(Stored data entries)
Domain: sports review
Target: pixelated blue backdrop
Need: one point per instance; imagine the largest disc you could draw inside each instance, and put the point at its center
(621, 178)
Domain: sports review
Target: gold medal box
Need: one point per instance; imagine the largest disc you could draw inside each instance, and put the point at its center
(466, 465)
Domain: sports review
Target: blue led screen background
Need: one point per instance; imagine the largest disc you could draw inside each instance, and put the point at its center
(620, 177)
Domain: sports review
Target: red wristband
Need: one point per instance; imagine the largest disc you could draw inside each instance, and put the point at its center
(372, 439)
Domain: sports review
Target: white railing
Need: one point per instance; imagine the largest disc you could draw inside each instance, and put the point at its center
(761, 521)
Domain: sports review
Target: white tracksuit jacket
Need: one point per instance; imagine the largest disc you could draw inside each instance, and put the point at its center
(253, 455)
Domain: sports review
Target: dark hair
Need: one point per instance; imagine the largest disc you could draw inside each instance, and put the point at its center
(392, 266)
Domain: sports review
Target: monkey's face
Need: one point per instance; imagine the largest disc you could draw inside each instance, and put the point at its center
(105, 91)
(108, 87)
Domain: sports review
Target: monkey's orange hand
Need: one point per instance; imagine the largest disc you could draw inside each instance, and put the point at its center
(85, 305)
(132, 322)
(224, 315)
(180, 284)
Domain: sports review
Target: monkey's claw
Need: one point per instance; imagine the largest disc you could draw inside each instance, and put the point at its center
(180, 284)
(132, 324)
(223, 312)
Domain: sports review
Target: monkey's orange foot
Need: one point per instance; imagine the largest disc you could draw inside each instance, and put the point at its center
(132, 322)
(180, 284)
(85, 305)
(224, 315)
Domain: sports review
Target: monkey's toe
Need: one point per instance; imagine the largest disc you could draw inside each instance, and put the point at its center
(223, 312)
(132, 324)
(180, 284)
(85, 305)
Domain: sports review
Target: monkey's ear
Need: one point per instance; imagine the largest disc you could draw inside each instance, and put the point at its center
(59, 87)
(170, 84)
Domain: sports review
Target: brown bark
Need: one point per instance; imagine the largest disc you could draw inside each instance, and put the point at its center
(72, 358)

--

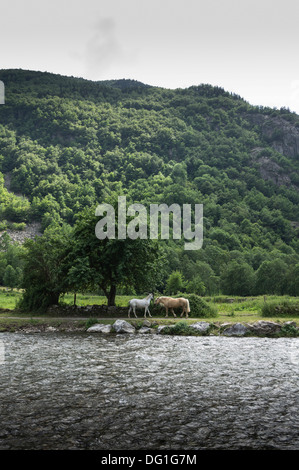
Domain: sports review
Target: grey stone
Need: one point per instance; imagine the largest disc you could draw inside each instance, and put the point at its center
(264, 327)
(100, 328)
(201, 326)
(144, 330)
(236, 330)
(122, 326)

==

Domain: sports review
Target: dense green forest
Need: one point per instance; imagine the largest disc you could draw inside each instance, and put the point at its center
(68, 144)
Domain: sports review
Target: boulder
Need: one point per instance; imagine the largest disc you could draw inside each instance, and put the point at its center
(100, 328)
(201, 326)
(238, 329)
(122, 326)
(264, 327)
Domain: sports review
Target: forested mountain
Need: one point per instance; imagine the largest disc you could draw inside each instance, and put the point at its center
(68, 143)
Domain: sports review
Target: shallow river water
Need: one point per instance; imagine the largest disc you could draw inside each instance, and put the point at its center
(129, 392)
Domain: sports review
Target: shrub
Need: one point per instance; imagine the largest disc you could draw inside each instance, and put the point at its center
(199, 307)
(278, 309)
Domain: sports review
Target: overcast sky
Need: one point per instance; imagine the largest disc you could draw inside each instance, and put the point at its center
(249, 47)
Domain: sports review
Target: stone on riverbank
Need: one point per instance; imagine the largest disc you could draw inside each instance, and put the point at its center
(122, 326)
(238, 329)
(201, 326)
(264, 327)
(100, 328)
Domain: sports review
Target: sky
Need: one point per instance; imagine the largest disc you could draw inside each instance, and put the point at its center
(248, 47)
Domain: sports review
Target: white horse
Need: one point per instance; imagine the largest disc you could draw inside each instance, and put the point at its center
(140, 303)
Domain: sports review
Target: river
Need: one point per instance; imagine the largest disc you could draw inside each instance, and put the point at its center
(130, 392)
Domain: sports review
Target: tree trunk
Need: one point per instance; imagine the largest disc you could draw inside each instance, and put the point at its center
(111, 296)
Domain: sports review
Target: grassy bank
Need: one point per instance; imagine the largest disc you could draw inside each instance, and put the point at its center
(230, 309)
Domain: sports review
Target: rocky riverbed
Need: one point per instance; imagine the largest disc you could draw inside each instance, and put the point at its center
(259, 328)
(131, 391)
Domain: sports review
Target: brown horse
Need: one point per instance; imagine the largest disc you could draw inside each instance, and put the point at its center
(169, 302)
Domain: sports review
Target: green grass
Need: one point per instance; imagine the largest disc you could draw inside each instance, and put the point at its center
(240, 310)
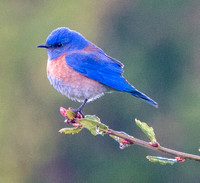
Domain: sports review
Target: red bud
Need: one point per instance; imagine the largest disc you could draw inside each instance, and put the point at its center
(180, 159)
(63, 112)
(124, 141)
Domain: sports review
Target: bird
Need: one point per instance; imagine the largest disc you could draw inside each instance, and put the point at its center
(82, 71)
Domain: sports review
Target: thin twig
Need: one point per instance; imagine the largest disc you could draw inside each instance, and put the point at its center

§ **EXERCISE INSTRUCTIONS**
Give back exactly the lines above starting at the line where "Target: shrub" appears and ending at the line where "Target: stone on riverbank" appears, both included, with no other lines.

§ **PROBLEM SOLUTION**
Target: shrub
Need: one point per instance; imagine the largest disc you could draw inside each instance, and put the point at its center
(199, 307)
(278, 309)
Domain: sports review
Target: overcast sky
Need: one point per instance; imagine the largest disc you could draw inside each instance, and put the point at its center
(249, 47)
Domain: sports review
Target: stone on riverbank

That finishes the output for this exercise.